**MATERIAL PROVIDED**:
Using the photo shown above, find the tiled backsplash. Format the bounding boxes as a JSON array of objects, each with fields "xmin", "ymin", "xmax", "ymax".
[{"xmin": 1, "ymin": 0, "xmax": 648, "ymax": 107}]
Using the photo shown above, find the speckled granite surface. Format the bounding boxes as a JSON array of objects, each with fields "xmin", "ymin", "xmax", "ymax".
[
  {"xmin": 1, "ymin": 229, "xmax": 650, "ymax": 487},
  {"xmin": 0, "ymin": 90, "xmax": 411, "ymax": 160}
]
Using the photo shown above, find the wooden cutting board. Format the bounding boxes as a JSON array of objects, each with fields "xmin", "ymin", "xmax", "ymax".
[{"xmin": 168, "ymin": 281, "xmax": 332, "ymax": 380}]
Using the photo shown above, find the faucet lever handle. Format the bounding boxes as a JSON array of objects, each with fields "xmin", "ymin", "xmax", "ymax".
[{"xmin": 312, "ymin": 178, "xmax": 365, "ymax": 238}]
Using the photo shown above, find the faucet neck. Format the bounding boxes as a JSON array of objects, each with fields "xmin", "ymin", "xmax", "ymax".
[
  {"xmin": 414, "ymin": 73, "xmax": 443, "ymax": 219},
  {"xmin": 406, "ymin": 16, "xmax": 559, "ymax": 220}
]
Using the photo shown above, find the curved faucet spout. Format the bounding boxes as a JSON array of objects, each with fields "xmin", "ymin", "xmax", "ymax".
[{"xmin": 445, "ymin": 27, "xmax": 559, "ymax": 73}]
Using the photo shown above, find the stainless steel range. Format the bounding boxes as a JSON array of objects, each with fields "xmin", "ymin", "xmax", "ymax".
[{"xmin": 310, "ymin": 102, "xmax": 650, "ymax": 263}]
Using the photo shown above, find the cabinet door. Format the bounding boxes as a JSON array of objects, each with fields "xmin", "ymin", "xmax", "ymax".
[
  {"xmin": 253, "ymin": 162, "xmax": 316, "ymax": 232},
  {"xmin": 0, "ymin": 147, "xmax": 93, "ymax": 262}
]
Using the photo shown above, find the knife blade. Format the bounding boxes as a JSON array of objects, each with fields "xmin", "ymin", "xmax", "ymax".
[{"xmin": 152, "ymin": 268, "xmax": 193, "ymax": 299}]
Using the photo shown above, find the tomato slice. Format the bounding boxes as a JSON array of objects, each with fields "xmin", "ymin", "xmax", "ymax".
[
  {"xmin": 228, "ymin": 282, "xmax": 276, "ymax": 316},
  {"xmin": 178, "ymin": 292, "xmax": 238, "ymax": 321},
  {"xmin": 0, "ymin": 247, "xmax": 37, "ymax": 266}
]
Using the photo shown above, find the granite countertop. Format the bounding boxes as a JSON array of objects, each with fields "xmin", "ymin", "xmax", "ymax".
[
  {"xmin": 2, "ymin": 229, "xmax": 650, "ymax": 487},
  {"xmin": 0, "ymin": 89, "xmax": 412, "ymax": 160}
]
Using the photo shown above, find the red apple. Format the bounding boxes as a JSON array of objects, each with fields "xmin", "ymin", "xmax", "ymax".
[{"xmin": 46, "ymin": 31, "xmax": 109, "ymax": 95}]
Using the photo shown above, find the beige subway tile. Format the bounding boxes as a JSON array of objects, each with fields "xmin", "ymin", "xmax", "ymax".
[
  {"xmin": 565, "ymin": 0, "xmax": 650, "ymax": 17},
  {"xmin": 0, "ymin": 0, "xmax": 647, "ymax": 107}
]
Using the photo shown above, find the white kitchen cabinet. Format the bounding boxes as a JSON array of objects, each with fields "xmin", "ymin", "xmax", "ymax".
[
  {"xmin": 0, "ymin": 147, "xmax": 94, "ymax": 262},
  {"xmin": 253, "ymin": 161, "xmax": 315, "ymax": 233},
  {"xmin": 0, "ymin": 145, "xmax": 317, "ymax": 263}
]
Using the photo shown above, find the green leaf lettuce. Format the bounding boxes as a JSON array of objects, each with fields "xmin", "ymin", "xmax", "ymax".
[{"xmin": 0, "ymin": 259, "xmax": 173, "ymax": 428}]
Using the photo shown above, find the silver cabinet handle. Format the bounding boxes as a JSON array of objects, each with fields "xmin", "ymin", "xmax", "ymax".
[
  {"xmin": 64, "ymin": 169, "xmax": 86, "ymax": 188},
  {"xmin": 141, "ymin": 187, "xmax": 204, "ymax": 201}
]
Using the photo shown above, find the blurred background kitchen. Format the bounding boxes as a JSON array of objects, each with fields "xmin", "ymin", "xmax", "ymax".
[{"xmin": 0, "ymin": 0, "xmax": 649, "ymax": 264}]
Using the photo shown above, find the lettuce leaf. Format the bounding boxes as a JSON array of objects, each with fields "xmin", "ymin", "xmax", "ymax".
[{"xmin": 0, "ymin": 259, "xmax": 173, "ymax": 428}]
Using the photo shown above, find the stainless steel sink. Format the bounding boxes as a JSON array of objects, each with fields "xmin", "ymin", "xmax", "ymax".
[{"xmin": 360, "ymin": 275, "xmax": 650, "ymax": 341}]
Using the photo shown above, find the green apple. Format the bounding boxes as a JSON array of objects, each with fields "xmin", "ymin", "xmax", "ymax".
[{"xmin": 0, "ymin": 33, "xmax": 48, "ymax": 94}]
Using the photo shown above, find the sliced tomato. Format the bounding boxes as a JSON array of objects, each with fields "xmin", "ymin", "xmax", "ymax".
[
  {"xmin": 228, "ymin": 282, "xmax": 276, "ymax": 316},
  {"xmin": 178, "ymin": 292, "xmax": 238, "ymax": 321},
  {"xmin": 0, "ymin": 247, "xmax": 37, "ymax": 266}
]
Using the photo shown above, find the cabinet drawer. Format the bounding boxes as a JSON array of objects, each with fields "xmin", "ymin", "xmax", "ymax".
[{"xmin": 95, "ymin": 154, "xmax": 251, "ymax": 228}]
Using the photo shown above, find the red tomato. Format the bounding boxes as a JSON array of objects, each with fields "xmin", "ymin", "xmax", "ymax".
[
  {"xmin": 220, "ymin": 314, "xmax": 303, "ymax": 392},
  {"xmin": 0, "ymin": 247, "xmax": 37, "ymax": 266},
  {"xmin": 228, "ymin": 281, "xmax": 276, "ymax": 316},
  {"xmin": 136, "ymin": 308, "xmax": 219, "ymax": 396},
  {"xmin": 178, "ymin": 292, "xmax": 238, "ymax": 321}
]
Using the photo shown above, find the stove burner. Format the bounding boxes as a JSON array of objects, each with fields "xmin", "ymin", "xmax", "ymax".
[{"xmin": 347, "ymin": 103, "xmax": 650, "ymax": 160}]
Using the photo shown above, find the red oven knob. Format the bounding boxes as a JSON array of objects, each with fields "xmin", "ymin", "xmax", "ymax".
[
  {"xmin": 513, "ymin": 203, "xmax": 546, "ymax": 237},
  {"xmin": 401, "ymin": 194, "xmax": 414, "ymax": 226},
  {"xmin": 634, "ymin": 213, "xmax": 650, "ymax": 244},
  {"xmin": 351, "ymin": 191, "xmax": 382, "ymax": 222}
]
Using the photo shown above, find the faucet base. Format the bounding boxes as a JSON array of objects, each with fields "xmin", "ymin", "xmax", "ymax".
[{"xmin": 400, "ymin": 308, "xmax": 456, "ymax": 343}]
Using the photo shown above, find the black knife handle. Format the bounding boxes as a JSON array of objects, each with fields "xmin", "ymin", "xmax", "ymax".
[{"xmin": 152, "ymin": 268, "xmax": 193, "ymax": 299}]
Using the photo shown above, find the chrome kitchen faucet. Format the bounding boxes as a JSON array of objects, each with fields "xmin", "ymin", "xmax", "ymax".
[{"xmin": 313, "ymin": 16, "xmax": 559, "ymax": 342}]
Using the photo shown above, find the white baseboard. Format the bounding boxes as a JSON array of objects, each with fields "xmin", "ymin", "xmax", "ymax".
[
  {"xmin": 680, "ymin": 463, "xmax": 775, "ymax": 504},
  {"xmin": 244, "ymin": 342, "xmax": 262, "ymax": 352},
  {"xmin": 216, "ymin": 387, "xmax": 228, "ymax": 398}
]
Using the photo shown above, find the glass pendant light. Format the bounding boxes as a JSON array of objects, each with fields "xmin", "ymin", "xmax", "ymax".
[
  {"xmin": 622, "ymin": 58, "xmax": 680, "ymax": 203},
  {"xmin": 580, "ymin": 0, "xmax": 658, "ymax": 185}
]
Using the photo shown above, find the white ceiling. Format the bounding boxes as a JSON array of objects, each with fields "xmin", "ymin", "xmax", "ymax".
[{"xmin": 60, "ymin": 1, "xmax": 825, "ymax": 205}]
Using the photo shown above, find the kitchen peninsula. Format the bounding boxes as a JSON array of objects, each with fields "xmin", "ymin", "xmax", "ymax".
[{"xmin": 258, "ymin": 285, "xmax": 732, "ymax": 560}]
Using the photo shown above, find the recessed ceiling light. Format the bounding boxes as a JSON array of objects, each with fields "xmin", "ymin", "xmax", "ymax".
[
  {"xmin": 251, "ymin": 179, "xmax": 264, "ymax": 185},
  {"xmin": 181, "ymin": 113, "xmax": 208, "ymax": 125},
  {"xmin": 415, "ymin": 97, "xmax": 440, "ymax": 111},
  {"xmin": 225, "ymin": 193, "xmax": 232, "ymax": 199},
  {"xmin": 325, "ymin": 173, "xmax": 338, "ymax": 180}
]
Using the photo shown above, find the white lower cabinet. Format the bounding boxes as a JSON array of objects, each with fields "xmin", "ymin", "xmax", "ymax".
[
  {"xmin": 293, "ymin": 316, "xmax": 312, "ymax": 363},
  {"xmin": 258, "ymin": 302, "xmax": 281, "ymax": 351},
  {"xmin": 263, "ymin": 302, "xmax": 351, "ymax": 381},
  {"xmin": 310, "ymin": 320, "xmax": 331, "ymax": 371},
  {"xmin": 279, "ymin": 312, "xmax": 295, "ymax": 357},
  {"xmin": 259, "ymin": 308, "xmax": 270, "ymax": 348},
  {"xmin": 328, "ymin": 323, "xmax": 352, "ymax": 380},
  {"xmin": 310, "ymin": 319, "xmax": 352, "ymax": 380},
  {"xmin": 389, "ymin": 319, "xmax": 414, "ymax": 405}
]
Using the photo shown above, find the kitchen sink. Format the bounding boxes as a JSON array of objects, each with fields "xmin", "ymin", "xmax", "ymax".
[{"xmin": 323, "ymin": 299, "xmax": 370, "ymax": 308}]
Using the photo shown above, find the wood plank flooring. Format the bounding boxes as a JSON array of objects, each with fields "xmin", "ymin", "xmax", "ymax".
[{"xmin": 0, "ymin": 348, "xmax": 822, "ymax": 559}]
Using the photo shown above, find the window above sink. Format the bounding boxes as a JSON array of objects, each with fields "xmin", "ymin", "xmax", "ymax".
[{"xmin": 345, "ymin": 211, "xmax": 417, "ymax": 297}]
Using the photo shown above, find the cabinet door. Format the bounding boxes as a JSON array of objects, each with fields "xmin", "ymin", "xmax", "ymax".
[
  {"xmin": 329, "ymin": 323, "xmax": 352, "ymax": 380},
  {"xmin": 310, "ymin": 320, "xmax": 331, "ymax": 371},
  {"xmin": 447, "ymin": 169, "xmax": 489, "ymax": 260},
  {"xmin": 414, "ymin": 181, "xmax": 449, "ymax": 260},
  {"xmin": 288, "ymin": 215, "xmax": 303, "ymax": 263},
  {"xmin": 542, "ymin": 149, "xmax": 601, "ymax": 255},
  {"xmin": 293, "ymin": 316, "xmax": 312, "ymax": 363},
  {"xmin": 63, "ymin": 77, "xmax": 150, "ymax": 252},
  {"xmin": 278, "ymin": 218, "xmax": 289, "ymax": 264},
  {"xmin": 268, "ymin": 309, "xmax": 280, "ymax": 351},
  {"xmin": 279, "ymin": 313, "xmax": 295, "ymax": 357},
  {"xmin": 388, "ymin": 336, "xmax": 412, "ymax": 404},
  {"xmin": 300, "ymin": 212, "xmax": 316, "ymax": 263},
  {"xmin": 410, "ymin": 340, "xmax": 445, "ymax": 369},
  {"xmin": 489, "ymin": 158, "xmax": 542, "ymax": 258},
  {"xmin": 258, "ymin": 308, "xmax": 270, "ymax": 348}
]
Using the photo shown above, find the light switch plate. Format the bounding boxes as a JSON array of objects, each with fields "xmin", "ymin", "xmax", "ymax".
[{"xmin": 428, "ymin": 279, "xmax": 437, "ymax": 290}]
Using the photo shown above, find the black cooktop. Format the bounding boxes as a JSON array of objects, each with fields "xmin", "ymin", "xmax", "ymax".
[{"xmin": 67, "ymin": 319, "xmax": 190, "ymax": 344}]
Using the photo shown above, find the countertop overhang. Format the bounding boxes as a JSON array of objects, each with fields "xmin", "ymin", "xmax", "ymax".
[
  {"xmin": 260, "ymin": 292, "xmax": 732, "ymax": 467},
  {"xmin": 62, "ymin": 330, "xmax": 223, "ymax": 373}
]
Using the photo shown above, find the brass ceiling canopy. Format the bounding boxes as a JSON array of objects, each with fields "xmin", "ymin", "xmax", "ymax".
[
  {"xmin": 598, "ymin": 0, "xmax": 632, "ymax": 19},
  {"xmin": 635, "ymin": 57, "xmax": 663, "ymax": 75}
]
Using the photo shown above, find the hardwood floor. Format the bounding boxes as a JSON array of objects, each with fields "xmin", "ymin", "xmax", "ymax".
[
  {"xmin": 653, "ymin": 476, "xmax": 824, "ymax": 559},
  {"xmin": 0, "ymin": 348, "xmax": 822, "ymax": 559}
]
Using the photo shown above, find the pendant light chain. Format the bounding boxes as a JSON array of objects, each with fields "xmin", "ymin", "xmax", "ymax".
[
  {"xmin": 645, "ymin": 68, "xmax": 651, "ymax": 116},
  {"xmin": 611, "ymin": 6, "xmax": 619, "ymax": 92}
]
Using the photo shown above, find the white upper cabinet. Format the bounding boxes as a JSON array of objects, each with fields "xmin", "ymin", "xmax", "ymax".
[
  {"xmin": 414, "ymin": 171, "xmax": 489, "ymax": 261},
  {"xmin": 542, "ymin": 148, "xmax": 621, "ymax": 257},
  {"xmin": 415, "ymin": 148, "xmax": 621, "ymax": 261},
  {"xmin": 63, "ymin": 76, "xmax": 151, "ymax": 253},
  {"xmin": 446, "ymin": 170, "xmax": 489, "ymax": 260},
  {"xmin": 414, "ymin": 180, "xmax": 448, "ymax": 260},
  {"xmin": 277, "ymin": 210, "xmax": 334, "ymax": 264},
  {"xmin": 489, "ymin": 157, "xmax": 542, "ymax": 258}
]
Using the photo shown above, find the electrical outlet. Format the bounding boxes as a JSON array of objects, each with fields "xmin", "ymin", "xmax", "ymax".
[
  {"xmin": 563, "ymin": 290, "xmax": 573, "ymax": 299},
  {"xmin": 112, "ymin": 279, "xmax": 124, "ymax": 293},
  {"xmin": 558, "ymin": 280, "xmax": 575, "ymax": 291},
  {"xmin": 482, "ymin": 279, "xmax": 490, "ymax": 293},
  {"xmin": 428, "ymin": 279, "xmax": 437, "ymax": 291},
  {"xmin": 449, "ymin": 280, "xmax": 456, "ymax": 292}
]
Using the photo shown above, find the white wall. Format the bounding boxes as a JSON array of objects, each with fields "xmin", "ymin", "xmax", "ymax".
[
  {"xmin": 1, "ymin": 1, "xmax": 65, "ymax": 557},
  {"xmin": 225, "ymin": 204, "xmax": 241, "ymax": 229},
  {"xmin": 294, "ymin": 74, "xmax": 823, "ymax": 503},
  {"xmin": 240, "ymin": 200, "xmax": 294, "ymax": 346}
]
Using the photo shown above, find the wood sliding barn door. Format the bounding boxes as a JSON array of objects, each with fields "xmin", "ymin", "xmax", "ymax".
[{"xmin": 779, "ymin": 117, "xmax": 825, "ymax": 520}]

**REQUIRED WORK**:
Lines before the one containing "Using the photo shown above, find the wood sliding" are left out. Repeat that line and all lines after it in the records above exactly.

**RESPONSE TO THIS EXERCISE**:
Using the photo shown above, find the wood sliding barn door. Format the bounding boxes as a JSON array of objects, each with fields "xmin", "ymin", "xmax", "ymax".
[{"xmin": 779, "ymin": 117, "xmax": 825, "ymax": 520}]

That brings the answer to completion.